BEGIN Passage to read

# We both have addictive personalities



## Shaunee

My partner and i have an extreme kind of relationships. When we're good we're awesome but when we're bad we're a mess and things go down hill fast. I am addicted to drugs, alcohol (active), smoking (active) and gambling and my partner is addicted to all of the above plus sex. Im concerned that its become a recipe for disaster as im willing to take control of my addictions but my partner isnt. He says 'yea ill get help' but then the following day hes buying a box of alcohol??? Its stressing me out and its the behavior associated with these addictions thats hard to live with. Just venting, anyone in a similar position?


----------



## TBT

Been there and it doesn't work out.If you really mean it when you say you are willing to get control of your addictions then do it for yourself if for no other reason.Truth is your partner won't quit until he really wants to.Both of you should really look around you ...that's the good years of your life wasting away and they say life is too short for a reason...because it really is! I've been clean and sober for years now and choosing it was the best decision I've ever made....but I still regret the waste.Wish you the best and hope you both finally come out of your tailspin.Take care.

END Passage to read

- About this exercise
Could you continue the forum thread above about a couple who both have addictive personalities, picking up after its last reply?

BEGIN Given records

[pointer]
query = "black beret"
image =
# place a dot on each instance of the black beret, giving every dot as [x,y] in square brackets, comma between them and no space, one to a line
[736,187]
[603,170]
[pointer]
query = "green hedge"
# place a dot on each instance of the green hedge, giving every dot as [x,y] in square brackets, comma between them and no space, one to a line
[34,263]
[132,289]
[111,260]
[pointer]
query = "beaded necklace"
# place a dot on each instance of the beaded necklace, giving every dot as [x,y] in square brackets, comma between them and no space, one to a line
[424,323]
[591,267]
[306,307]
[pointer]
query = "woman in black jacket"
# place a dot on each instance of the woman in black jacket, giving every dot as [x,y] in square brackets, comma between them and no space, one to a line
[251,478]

END Given records

- Answer box
----------



## PFTGuy

Yeah that sounds like a painful ride. I hope you both are able to get off it, and find a peaceful place where you can nurture yourselves and one another in health and love.

Peace,


----------



## trey69

Two toxic people together usually doesn't make a good combination. I hope you both are able to tackle your addictions. However, if you are and he isn't, its not gonna work for you or be good for you. Your sobriety will be greatly affected. Chances are you will need to leave him to get clean and stay clean.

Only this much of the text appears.